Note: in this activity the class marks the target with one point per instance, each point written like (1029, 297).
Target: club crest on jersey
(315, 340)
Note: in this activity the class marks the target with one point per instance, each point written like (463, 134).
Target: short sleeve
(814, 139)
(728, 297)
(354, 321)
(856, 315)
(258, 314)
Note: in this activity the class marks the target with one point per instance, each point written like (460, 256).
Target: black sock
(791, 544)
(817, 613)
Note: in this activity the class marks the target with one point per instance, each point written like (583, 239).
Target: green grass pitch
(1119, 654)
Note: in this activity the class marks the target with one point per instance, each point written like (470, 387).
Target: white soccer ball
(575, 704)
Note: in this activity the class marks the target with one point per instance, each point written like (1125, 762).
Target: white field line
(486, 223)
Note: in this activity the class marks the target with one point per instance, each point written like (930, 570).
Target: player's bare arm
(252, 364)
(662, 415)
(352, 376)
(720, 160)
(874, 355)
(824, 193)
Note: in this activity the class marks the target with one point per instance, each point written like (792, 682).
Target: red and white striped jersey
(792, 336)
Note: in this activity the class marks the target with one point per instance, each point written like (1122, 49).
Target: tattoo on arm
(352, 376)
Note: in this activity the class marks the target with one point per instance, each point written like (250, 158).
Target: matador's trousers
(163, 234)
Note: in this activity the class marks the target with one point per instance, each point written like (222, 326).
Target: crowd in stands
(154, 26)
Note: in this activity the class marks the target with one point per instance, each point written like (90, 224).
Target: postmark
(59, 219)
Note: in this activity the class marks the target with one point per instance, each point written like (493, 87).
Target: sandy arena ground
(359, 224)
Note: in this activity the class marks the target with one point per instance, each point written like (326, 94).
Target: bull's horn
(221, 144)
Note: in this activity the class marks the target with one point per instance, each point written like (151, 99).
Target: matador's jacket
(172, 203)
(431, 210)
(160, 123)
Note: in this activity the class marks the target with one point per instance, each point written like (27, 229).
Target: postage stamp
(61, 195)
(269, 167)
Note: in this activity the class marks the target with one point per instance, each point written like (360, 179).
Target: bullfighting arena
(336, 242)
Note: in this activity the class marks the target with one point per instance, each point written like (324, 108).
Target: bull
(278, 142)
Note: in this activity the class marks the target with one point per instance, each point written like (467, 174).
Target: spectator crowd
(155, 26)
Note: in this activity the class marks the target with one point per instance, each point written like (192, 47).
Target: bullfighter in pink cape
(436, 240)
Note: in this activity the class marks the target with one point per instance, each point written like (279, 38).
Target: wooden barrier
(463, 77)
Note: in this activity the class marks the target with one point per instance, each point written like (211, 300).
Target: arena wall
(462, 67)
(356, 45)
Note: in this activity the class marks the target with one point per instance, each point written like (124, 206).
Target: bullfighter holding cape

*Task to carry out*: Rewrite all of the data above as a Markdown table with the columns Row and Line. Give each line a row number and leave out blank lines.

*Task answer*:
| Row | Line |
|---|---|
| 1 | Note: in this activity the class marks the target with one point per instance, each point written like (1029, 297). |
| 2 | Target: club crest on jersey |
| 3 | (315, 340) |
| 4 | Note: in this activity the class marks the target with one point per instance, each point written like (463, 134). |
| 5 | Target: short sleeve |
| 6 | (814, 139) |
| 7 | (728, 297) |
| 8 | (354, 321) |
| 9 | (856, 315) |
| 10 | (258, 314) |
| 11 | Note: in this activity the class marks the target with one point per instance, each point written like (460, 256). |
| 12 | Target: black sock |
| 13 | (791, 544) |
| 14 | (817, 613) |
| 15 | Note: in this activity the class marks the target with one point per instance, each point written like (583, 239). |
| 16 | Target: green grass pitch |
| 17 | (1119, 654) |
| 18 | Note: in this activity the class marks the target with one point per instance, each point written like (470, 387). |
| 19 | Target: white soccer ball |
| 20 | (575, 704) |
| 21 | Note: in this activity the class marks the target with one point per instance, each point written like (1125, 762). |
| 22 | Target: white field line |
| 23 | (486, 223) |
| 24 | Note: in this activity the class marks the target with one point per instance, each point written like (930, 570). |
| 25 | Target: player's bare arm |
| 26 | (252, 364) |
| 27 | (662, 415) |
| 28 | (352, 376) |
| 29 | (720, 160) |
| 30 | (874, 355) |
| 31 | (824, 193) |
| 32 | Note: in this activity the class marks the target with one point per instance, each point written like (792, 682). |
| 33 | Target: red and white striped jersey |
| 34 | (792, 336) |
| 35 | Note: in this activity the class marks the target with one point per instance, each point written like (1122, 49). |
| 36 | Target: tattoo on arm |
| 37 | (352, 376) |
| 38 | Note: in this activity the class marks the target with one point per instance, each point written like (250, 158). |
| 39 | Target: matador's trousers |
| 40 | (163, 234) |
| 41 | Note: in this activity the class marks the target with one point per instance, each point written like (222, 326). |
| 42 | Target: crowd in stands |
| 43 | (154, 26) |
| 44 | Note: in this activity the class marks the target with one point per instance, each point written like (90, 224). |
| 45 | Target: postmark |
| 46 | (59, 219) |
| 47 | Note: in this activity the class marks the target with one point per instance, each point written like (493, 87). |
| 48 | Target: sandy arena ground |
| 49 | (359, 224) |
| 50 | Note: in this activity the class marks the target with one point per instance, each point written like (326, 94). |
| 51 | Target: bull's horn |
| 52 | (221, 144) |
| 53 | Note: in this activity the class marks the target with one point per instance, each point written like (151, 99). |
| 54 | Target: matador's jacket |
| 55 | (172, 203) |
| 56 | (431, 210) |
| 57 | (160, 123) |
| 58 | Note: in this activity the class marks the target with one point per instance, each point written like (27, 229). |
| 59 | Target: postage stamp |
| 60 | (61, 195) |
| 61 | (269, 167) |
| 62 | Note: in this activity the class marks the target with one point per instance, each point written like (360, 179). |
| 63 | Target: bullfighting arena |
| 64 | (336, 242) |
| 65 | Note: in this activity the class marks the target with one point per instance, each point written like (324, 108). |
| 66 | Target: bull |
| 67 | (278, 142) |
| 68 | Note: in this activity the class marks the target with one point per instance, each point written like (467, 174). |
| 69 | Target: spectator crowd |
| 70 | (155, 26) |
| 71 | Note: in this activity the class marks the target with one point per instance, each point written like (192, 47). |
| 72 | Target: bullfighter in pink cape |
| 73 | (436, 240) |
| 74 | Note: in this activity the class marks the target with one point per instance, each point written like (279, 38). |
| 75 | Target: wooden barrier |
| 76 | (463, 77) |
| 77 | Note: in this activity the class marks the target with one point per instance, each point written like (211, 300). |
| 78 | Target: arena wall |
| 79 | (462, 67) |
| 80 | (356, 45) |
| 81 | Note: in this activity the class marks the target with one point per instance, each point written like (124, 206). |
| 82 | Target: bullfighter holding cape |